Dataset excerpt
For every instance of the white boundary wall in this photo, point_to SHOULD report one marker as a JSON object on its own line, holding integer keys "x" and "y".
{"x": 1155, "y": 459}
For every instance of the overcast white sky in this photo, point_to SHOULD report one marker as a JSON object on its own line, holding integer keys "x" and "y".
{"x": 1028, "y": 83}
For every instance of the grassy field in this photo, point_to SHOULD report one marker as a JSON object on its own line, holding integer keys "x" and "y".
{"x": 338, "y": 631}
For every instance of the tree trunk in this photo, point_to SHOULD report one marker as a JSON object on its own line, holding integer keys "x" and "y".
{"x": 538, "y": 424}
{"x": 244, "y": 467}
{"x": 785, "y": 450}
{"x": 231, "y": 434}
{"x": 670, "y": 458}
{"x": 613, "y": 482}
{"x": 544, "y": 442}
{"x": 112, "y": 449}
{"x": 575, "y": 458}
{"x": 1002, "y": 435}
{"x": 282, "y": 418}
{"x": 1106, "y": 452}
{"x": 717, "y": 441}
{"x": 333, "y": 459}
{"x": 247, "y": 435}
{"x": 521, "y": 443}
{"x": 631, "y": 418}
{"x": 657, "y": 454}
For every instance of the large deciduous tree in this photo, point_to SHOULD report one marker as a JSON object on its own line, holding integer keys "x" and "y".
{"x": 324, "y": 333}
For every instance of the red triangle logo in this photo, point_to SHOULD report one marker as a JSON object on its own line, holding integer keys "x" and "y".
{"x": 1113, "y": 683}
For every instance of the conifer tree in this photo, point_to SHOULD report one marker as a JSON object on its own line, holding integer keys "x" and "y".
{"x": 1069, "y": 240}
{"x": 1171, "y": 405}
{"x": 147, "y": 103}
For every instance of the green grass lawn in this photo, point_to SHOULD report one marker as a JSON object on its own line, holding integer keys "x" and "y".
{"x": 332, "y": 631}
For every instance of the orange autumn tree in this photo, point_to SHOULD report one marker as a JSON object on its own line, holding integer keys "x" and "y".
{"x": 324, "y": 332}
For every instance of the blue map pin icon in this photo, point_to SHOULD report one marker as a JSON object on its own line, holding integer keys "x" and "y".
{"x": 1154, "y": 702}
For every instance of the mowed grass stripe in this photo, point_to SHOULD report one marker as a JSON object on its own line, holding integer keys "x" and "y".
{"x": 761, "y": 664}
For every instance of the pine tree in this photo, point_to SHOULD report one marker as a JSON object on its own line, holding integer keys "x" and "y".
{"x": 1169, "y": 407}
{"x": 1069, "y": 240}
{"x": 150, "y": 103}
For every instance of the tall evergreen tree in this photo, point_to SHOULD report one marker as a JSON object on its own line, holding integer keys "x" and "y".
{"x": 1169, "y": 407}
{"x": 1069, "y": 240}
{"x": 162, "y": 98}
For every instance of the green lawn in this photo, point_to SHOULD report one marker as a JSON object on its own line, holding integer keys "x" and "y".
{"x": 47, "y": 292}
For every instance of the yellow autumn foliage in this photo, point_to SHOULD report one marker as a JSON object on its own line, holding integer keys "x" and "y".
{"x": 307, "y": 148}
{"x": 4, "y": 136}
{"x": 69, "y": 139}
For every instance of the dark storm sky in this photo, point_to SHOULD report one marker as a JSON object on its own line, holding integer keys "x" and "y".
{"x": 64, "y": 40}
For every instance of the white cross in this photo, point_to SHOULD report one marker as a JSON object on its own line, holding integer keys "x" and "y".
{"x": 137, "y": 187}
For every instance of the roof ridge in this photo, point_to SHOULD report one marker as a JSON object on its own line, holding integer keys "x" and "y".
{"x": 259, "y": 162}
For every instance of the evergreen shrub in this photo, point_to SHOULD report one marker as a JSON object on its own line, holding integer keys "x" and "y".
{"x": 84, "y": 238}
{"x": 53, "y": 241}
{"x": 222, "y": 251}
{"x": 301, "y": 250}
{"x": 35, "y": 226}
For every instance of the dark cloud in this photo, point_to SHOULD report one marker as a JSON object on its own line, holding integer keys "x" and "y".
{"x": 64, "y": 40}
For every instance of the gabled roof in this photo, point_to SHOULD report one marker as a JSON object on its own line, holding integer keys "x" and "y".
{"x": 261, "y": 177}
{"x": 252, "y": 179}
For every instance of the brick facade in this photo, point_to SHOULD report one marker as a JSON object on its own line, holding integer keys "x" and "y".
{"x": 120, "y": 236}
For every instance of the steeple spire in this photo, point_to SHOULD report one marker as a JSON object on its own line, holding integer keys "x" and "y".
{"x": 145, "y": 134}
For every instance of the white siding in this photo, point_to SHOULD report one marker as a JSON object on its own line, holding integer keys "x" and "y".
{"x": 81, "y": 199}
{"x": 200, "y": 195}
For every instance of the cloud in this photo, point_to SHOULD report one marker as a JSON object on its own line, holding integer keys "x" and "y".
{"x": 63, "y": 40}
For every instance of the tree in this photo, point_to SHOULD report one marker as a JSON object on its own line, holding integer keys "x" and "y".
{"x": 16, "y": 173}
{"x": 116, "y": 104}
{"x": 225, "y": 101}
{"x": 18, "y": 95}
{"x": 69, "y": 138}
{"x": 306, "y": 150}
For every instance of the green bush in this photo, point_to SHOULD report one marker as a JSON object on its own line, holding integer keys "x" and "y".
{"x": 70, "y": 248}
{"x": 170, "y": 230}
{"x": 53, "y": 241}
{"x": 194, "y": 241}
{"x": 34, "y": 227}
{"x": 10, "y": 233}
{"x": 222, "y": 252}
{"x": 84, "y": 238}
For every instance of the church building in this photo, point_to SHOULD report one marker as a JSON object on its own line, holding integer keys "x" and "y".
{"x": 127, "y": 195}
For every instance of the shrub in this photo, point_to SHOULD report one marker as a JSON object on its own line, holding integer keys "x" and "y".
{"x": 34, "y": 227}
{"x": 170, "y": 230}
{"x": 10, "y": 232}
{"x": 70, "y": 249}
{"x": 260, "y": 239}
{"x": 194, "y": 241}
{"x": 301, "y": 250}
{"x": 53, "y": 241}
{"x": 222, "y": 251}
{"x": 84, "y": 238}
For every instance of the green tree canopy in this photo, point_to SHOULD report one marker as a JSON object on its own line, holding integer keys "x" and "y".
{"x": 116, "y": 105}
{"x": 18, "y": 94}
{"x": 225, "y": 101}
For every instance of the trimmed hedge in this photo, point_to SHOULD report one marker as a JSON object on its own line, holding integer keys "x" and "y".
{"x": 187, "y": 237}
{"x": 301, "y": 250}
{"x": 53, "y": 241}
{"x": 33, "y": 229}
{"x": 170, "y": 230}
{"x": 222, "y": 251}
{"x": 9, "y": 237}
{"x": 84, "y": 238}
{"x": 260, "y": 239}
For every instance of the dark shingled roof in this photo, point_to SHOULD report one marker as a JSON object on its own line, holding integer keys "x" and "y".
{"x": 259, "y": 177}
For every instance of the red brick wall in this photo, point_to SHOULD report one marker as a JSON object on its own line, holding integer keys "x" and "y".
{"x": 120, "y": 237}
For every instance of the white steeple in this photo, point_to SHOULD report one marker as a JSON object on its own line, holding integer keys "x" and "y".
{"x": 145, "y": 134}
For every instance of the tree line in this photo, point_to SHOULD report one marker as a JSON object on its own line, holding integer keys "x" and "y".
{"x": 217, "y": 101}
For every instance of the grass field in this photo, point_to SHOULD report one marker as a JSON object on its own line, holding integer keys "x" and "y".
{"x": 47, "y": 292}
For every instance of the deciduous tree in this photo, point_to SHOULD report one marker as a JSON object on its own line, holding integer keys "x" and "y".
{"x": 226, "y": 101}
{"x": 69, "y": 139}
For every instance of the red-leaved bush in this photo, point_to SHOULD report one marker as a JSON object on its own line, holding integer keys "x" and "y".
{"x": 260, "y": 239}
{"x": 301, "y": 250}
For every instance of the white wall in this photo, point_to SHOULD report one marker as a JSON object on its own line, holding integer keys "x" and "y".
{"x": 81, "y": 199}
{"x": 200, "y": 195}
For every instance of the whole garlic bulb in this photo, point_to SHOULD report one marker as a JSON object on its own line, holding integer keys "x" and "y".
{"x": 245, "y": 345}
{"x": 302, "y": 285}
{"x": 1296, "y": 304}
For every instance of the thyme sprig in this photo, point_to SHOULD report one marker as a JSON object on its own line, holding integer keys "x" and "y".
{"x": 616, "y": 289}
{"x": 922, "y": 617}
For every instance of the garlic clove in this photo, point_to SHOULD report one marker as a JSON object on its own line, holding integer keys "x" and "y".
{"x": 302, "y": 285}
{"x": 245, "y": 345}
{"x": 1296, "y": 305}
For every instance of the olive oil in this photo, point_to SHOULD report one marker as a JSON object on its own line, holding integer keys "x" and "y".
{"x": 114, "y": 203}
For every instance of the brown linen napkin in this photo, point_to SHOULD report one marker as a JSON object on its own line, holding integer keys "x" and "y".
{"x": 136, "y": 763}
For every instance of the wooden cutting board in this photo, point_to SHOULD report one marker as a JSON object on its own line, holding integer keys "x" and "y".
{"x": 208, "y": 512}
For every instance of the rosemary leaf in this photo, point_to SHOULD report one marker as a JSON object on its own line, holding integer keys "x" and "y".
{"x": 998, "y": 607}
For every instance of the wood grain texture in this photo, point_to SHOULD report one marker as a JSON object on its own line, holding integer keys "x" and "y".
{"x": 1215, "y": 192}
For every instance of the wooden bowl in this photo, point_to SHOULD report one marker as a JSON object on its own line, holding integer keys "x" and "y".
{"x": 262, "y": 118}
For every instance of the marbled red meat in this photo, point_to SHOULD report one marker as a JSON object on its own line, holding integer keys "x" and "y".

Instruction:
From the line containing "For every instance of the white wall" to the last line of the material, please quote every line exactly and only those.

Exercise solution:
For every instance of the white wall in this photo, point_to SHOULD report one marker as a JSON object on its own line, holding integer keys "x" and "y".
{"x": 81, "y": 199}
{"x": 200, "y": 195}
For every instance of the whole garlic bulb in this photo, point_to SHOULD report one marker as a JSON object on its own line, holding integer keys "x" and "y".
{"x": 245, "y": 345}
{"x": 302, "y": 285}
{"x": 1296, "y": 304}
For every instance of the thyme sprig in this photo, point_to SHOULD report one marker as a JSON object on its own line, holding integer keys "x" and "y".
{"x": 616, "y": 289}
{"x": 922, "y": 617}
For every instance of the garlic clove in this photo, point_to SHOULD report one marker as a JSON object on its own line, holding integer keys "x" and "y".
{"x": 302, "y": 285}
{"x": 245, "y": 345}
{"x": 1296, "y": 305}
For every instance of the olive oil in this photo, point_to SHOULD report one marker as a JSON object on its own line, holding integer keys "x" and "y".
{"x": 114, "y": 203}
For every instance of the brown linen napkin in this photo, point_to SHOULD report one marker as a JSON object on its own line, holding integer keys "x" and "y".
{"x": 136, "y": 763}
For every instance of the wooden cutting board in this photo, point_to SHOULD report one marker as a JSON object on its own line, holding integer keys "x" and "y".
{"x": 208, "y": 512}
For every instance of the rosemary leaf in this photo, point_to SHOULD report one marker as a JSON object on its own line, holding integer keys "x" and "y".
{"x": 998, "y": 607}
For every instance of the wood grain texture in this photo, point_to SHOULD report one marker as a JSON object on its own line, holding integer keys "x" and "y".
{"x": 1215, "y": 192}
For every instance of the wooden bowl in this photo, point_to SHOULD report one marker as a JSON object on its own line, holding integer keys "x" and "y".
{"x": 262, "y": 118}
For every instance of the marbled red meat in this photo, point_to SHOULD report one marker as a JSON object on its own line, holding integer keys "x" and "y".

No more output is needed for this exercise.